What is expected:
Repeat word for word the line with "the white building" and every line after it until the records below run out.

• • • • • • •

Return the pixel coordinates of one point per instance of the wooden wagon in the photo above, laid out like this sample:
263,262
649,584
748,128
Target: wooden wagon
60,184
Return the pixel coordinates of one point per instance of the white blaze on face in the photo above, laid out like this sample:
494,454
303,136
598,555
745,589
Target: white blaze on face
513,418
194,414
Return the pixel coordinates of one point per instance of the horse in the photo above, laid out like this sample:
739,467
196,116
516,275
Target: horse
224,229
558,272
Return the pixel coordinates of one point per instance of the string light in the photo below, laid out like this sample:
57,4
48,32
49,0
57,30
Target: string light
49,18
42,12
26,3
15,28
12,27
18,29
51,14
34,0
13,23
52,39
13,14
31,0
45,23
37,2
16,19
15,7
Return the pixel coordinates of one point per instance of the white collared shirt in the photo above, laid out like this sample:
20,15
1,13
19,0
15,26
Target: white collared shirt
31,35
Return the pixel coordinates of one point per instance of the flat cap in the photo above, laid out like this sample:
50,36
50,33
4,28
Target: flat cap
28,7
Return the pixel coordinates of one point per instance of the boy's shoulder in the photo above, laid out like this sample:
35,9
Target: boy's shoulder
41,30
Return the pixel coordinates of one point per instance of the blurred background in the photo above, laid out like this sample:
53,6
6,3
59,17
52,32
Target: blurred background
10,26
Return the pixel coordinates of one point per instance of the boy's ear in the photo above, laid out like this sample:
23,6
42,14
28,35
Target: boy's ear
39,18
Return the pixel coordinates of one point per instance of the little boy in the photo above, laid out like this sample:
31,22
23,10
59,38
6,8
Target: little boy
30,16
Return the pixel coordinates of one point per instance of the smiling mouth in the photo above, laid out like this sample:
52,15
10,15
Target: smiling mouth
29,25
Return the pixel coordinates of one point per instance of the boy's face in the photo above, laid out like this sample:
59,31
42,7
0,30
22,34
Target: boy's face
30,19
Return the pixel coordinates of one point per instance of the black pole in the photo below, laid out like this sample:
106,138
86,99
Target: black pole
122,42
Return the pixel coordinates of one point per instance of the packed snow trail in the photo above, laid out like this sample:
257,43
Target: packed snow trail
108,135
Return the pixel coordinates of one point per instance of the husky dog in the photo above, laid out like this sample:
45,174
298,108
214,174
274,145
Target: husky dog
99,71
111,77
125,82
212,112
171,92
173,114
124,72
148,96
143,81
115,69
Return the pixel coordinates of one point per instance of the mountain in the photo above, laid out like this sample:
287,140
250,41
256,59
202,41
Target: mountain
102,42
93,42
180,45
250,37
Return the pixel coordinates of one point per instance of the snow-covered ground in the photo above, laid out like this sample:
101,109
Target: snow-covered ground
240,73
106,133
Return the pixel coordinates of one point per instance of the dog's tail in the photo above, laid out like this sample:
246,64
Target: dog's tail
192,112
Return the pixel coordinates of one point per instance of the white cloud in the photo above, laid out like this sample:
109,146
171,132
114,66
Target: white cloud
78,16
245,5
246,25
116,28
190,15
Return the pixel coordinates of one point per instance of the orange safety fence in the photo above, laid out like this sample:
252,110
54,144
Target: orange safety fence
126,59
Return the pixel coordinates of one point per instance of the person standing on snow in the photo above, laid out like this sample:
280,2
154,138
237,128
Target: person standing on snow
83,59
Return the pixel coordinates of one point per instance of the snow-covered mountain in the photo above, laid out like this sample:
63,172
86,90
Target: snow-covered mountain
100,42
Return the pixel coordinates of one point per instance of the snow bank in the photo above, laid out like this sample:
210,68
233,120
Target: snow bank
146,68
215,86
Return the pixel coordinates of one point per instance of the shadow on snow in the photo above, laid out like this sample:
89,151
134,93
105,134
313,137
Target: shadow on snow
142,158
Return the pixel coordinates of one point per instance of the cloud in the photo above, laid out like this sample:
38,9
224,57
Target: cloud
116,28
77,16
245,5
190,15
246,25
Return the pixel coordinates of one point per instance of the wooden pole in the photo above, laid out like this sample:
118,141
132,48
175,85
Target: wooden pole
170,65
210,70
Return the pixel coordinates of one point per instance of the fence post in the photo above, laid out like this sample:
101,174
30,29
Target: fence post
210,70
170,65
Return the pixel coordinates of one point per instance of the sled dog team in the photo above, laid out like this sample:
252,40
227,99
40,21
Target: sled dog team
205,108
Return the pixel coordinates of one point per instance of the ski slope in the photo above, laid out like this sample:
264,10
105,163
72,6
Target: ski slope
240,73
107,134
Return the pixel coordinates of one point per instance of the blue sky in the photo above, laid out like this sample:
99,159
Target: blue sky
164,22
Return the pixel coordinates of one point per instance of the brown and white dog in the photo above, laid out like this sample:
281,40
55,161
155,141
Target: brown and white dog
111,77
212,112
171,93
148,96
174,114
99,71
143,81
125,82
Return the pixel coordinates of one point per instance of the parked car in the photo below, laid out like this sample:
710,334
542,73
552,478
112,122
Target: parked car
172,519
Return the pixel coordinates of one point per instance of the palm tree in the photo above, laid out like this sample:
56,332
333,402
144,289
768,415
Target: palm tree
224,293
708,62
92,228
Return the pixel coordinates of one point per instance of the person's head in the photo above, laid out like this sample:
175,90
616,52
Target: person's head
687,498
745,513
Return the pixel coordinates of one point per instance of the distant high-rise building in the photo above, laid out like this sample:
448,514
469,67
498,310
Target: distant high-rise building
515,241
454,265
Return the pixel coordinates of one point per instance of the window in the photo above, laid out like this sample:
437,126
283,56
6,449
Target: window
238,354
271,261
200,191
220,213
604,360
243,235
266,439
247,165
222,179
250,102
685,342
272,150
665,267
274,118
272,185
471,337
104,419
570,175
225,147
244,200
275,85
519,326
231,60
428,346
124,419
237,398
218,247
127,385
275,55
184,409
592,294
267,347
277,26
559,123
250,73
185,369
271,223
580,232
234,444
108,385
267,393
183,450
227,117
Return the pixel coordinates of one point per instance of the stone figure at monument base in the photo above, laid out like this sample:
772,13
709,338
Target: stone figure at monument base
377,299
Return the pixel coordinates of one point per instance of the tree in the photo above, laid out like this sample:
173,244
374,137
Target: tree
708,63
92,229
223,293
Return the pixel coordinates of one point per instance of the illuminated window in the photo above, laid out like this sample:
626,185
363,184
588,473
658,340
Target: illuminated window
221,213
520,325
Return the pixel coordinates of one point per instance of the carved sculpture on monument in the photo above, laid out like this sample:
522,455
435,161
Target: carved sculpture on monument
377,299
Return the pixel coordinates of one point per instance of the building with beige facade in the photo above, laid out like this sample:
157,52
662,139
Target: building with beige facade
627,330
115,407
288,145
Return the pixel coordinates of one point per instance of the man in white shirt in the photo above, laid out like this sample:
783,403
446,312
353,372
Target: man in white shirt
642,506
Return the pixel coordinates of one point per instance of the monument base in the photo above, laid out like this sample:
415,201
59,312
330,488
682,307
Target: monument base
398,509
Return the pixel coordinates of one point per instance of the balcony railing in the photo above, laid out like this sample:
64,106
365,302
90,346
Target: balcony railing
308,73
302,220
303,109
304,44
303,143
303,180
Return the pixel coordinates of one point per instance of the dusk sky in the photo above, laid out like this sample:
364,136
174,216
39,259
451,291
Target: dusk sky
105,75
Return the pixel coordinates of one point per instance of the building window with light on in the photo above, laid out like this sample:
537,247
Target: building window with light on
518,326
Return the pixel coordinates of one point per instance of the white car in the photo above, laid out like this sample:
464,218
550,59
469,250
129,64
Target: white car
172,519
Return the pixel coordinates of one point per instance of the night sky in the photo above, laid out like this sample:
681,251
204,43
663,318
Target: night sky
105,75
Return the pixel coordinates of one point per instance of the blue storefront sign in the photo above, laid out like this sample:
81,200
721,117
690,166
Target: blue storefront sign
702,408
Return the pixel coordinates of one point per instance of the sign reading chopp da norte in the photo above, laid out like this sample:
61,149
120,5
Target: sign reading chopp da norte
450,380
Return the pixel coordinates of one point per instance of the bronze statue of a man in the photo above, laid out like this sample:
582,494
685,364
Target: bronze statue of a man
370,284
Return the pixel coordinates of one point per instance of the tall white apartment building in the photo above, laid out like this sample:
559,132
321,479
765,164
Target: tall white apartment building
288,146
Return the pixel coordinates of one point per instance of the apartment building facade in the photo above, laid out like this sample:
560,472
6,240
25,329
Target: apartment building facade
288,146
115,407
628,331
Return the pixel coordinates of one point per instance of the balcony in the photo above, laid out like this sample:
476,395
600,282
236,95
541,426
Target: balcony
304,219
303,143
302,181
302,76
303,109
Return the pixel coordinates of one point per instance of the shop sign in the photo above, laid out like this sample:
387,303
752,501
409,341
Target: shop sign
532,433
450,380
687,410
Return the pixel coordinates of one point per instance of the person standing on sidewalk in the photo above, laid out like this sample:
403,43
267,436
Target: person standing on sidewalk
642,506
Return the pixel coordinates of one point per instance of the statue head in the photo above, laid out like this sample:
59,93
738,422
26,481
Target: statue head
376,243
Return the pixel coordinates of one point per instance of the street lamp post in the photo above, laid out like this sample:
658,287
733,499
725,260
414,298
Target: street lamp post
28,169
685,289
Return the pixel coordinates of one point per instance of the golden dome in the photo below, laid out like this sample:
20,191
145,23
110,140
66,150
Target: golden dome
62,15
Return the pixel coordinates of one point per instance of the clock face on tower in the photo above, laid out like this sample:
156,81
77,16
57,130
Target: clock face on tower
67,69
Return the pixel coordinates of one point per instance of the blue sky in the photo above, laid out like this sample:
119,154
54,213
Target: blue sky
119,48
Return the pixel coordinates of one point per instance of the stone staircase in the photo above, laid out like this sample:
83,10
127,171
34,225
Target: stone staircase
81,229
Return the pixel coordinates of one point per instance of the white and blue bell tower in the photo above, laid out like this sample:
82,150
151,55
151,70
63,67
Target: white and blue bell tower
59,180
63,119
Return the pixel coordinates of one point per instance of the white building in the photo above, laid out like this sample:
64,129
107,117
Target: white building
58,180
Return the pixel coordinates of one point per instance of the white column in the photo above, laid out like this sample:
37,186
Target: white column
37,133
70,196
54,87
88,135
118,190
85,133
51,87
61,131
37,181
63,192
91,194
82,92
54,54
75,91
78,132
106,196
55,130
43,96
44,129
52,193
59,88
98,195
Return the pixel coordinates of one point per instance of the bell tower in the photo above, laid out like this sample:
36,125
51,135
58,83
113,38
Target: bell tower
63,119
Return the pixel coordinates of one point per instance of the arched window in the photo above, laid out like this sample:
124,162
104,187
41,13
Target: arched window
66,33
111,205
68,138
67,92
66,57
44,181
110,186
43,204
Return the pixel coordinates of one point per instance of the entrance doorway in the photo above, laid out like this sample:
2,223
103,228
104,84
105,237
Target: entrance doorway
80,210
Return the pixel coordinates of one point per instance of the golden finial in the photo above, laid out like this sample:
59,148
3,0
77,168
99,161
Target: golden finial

• • • • • • •

Reply:
Return the pixel coordinates of one point per instance of the white building in the photo above, laid out like this sample:
64,129
107,117
Target: white building
58,180
Return the pixel coordinates of one point per instance of the white column in the photo above, laid out like this sample:
37,186
Target: white column
37,133
70,196
54,87
88,135
118,190
85,133
51,87
61,131
37,181
63,192
91,194
82,92
54,54
75,91
78,132
106,196
55,130
43,96
44,129
52,193
59,88
98,195
Return the pixel coordinates of one point per instance of the bell tower in the photo above, laid out like this sample:
36,125
51,135
58,83
113,38
Target: bell tower
63,119
Return the pixel coordinates of one point per instance of the arched window in the photo above, laid out like this sample:
124,162
104,187
41,13
Target: arched window
66,33
111,205
68,138
67,92
66,57
44,181
110,186
43,204
Return the pixel coordinates of one point per instance of the entrance doorway in the photo above, laid out like this sample:
2,223
103,228
104,84
105,237
Target: entrance doorway
80,210
Return the pixel coordinates of one point per instance of the golden finial in the photo above, laid out like this sample:
59,148
3,0
77,168
99,161
Target: golden finial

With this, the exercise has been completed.